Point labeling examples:
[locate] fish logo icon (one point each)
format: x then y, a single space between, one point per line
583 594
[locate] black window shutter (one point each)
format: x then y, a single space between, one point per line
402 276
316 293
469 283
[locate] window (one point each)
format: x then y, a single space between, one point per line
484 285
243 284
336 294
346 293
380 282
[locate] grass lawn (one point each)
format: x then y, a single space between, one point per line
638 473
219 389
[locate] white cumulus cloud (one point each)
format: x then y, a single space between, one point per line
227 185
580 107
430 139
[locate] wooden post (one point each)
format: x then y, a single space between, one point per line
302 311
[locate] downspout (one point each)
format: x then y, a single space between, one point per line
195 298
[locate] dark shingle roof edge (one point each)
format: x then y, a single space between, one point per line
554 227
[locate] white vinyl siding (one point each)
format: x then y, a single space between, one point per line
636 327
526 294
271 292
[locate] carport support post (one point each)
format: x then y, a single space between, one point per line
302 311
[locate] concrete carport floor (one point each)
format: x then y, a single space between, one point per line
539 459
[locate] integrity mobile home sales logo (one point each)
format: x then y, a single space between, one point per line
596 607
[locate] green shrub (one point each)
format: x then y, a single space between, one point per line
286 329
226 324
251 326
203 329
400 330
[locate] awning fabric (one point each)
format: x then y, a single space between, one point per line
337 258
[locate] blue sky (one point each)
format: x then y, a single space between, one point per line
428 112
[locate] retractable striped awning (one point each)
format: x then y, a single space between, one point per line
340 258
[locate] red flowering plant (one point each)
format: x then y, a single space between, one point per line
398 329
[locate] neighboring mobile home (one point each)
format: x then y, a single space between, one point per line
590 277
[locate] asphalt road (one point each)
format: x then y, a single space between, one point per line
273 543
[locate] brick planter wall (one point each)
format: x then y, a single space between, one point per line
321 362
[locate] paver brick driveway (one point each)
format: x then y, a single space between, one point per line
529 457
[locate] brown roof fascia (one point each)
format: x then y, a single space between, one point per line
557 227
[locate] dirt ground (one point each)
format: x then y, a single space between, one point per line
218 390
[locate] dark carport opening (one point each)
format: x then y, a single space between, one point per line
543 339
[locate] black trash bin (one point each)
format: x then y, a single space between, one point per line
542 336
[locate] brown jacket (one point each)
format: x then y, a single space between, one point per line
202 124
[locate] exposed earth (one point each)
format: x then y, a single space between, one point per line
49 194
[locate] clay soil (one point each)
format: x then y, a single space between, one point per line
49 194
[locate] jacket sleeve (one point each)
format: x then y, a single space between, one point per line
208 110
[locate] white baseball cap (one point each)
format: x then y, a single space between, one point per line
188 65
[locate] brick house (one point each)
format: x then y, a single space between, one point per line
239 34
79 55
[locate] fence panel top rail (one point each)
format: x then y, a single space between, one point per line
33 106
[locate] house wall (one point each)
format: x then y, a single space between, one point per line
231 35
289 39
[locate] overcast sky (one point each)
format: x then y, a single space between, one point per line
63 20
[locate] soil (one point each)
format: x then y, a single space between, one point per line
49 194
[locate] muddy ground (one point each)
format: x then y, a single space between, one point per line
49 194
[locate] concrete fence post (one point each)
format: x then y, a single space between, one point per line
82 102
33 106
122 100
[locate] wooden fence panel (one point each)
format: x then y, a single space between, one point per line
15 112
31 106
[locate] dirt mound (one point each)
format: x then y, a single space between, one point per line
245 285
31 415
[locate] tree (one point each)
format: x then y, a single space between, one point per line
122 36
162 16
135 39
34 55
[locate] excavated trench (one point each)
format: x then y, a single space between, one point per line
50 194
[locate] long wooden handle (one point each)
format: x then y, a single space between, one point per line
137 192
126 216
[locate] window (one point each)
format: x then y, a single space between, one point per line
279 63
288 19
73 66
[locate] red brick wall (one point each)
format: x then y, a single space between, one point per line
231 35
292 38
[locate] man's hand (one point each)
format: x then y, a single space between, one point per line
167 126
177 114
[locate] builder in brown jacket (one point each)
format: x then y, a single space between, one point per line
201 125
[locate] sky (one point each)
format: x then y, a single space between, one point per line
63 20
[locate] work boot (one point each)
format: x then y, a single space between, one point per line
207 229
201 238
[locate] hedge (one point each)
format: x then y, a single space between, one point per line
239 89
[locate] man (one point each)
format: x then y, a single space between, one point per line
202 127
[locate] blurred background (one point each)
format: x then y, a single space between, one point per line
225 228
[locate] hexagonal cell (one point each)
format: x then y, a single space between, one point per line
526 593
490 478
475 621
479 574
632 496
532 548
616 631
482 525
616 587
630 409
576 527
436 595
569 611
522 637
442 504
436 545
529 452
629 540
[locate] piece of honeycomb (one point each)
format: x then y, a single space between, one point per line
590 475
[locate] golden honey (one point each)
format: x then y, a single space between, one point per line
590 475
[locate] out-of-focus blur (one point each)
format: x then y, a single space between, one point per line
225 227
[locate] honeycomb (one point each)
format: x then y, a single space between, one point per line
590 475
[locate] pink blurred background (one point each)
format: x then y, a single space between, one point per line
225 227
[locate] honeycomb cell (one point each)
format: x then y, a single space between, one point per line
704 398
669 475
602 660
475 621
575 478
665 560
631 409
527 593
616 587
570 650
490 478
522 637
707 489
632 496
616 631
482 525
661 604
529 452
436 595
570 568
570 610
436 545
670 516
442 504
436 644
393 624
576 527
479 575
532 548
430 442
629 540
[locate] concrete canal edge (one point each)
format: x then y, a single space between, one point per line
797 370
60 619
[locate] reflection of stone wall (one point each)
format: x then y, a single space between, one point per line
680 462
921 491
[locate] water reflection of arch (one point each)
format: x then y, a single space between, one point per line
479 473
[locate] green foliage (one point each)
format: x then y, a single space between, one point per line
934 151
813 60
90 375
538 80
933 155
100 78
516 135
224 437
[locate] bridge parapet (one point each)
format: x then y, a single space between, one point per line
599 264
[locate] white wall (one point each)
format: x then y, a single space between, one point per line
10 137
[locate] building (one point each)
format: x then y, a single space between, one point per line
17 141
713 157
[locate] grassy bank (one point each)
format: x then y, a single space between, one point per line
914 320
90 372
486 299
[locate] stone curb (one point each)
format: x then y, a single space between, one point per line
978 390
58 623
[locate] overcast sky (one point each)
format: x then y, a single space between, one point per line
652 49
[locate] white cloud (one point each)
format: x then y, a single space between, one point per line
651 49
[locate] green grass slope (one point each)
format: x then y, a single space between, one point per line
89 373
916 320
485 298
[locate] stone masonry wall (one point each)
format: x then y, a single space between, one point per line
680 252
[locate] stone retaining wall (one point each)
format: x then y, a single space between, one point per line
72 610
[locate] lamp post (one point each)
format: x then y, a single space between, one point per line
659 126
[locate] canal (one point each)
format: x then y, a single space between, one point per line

# WHAT TO PRODUCE
Copy all of the lines above, substituting "a comma" for every occurrence of "a single space" and leaving everything else unchanged.

# FINAL ANSWER
[locate] fish logo icon (one point each)
format: x then y, a comma between, one point per line
583 594
[locate] black window shutter (one point each)
format: x then y, a comma between, one point per line
402 276
316 293
469 283
[locate] window (one point each)
format: x then y, a comma between, one point per line
484 285
243 284
336 294
346 293
380 282
[locate] grass lawn (one point each)
format: x then y, a comma between, one point per line
638 473
219 389
[locate] white cumulus cloud (one point each)
format: x then y, a comma between, one point per line
227 185
580 107
430 139
[locate] wooden post (one point each)
format: x then y, a comma between, one point per line
302 311
[locate] downspout (one point each)
format: x then y, a comma between, one point per line
195 298
[locate] dark shingle roof edge (one point each)
format: x then y, a comma between, one point per line
554 227
[locate] white vinyl siding (one point each)
format: x then y, a comma between, one point per line
636 327
526 294
271 292
[locate] carport support post (one point each)
format: x then y, a comma between, one point per line
302 311
[locate] concrete carport floor (one point each)
format: x then y, a comma between, one point per line
539 459
[locate] integrity mobile home sales logo (one point each)
format: x then y, a comma between, one point per line
596 607
[locate] green shrub (one point each)
format: x then y, a comma between, one point per line
286 329
226 324
251 326
203 329
400 330
[locate] awning fabric (one point each)
format: x then y, a comma between, one point per line
337 258
[locate] blue sky (one point each)
format: x then y, a comma between, one point per line
428 112
[locate] retractable striped awning (one point each)
format: x then y, a comma between, one point per line
340 258
[locate] red flowering plant (one point each)
format: x then y, a comma between, one point per line
398 329
[locate] neighboring mobile home (one point each)
format: x then y, a comma between, one point per line
590 277
[locate] asphalt road (one point each)
format: x then y, a comma between, one point per line
273 543
[locate] brick planter wall (one point each)
format: x then y, a comma between, one point per line
321 362
[locate] paver brick driveway (one point each)
format: x then y, a comma between, one point per line
529 457
[locate] brown roof fascia (one point each)
format: x then y, a comma between, one point per line
557 227
[locate] dirt ground (one point each)
format: x then y, a comma between, one point per line
218 390
[locate] dark carport opening (one point each)
format: x then y, a comma between, one point per line
543 339
[locate] black trash bin (one point each)
format: x then y, a comma between, one point per line
542 336
[locate] brown jacket (one point each)
format: x then y, a comma between, one point per line
202 124
[locate] exposed earth (one point each)
format: x then y, a comma between, one point per line
49 194
[locate] clay soil (one point each)
format: x then y, a comma between, one point per line
49 194
[locate] jacket sleeve (one point each)
format: x then y, a comma between, one point per line
208 110
[locate] white baseball cap (one point each)
format: x then y, a comma between, one point per line
188 65
[locate] brick house (one point each)
format: x then y, a comma between, one point per line
239 34
79 55
[locate] fence panel top rail (one point each)
format: x then y, a comma between, one point per line
33 106
[locate] house wall (one point each)
format: x then y, a comma between, one point per line
231 35
289 39
[locate] overcast sky (one point each)
format: x then y, a comma between, one point per line
63 20
[locate] soil (one point each)
format: x then y, a comma between, one point per line
49 194
[locate] muddy ground (one point each)
format: x then y, a comma between, one point per line
49 194
[locate] concrete fence post (one point each)
format: x then y, a comma between, one point per line
82 102
33 106
122 100
[locate] wooden fence panel (one point each)
format: x then y, a comma between, one point per line
15 112
31 106
[locate] dirt mound (one point each)
format: x then y, a comma between, one point per line
245 285
31 415
[locate] tree (one point each)
format: x then y, a comma between, one point per line
122 36
162 16
135 39
34 55
[locate] excavated trench (one point each)
format: x then y, a comma between, one point per line
50 194
[locate] long wooden handle (one point each)
format: x then y, a comma between, one point per line
137 192
126 216
[locate] window (one point each)
format: x then y, a comma between, one point per line
279 63
288 19
73 66
[locate] red brick wall (one point each)
format: x then y, a comma between, one point per line
231 35
292 38
[locate] man's hand (one point each)
format: x then y, a comma between, one point per line
167 126
177 114
[locate] builder in brown jacket (one point each)
format: x then y, a comma between, one point per line
201 125
[locate] sky (one point each)
format: x then y, a comma between, one point per line
63 20
[locate] work boot (one point each)
format: x then y, a comma between, one point per line
207 229
201 238
[locate] hedge (one point each)
format: x then y, a comma between, one point per line
239 89
[locate] man (one point each)
format: x then y, a comma between, one point per line
202 127
[locate] blurred background (one point each)
format: x then y, a comma between, one point per line
225 228
[locate] hexagonal cell (one point each)
format: x then y, a comma between, one point per line
526 593
490 478
475 621
479 574
632 496
532 548
616 631
482 525
616 587
630 409
576 527
436 595
569 611
522 637
442 504
436 545
529 452
629 540
[locate] piece of honeycomb (one point each)
format: x then y, a comma between, one point per line
590 475
[locate] golden honey (one point each)
format: x then y, a comma between, one point per line
590 475
[locate] out-of-focus blur (one point each)
format: x then y, a comma between, one point per line
225 227
[locate] honeycomb (one point each)
format: x then y, a comma between, one point per line
590 475
[locate] pink blurred background (one point each)
format: x then y, a comma between, one point per line
225 227
[locate] honeycomb cell (one point each)
format: x then y, a comma between, one point per line
704 398
669 475
602 660
475 621
575 478
665 560
631 409
527 593
616 587
570 650
490 478
522 637
707 489
632 496
616 631
482 525
661 604
529 452
436 595
570 568
570 610
436 545
670 516
442 504
436 644
393 624
576 527
479 575
532 548
430 442
629 540
[locate] concrete canal edge (one point each)
format: x then y, a comma between, one point per line
797 370
60 619
[locate] reflection of stone wall (one point each)
format: x then y, a comma between, one point per line
680 462
921 491
[locate] water reflection of arch (one point each)
format: x then y, a comma between, one point per line
479 473
[locate] green foliage (one point each)
format: x then y, a comma between, one point per line
934 151
813 60
90 375
538 80
933 155
100 78
516 135
224 437
[locate] bridge parapet (one point each)
format: x then y, a comma between, one point per line
599 264
[locate] white wall (one point each)
format: x then y, a comma between, one point per line
10 137
[locate] building (one point each)
format: x then y, a comma between, one point per line
17 141
713 157
[locate] grassy bank (one point each)
format: x then y, a comma between, one point per line
914 320
90 372
486 299
[locate] stone curb (one point each)
format: x then y, a comma between, one point per line
978 390
58 623
[locate] overcast sky (one point each)
format: x then y, a comma between, one point per line
652 49
[locate] white cloud (one point each)
format: x then y, a comma between, one point per line
651 49
[locate] green grass slope (one point each)
format: x then y, a comma between, one point per line
89 373
916 320
485 298
[locate] stone masonry wall (one point each)
format: x then y, a comma between, one point per line
680 252
[locate] stone retaining wall (one point each)
format: x then y, a comma between, one point per line
72 610
[locate] lamp post (one point each)
format: x then y, a comma between, one point per line
659 126
[locate] canal (one point each)
format: x then y, a comma between, one point per line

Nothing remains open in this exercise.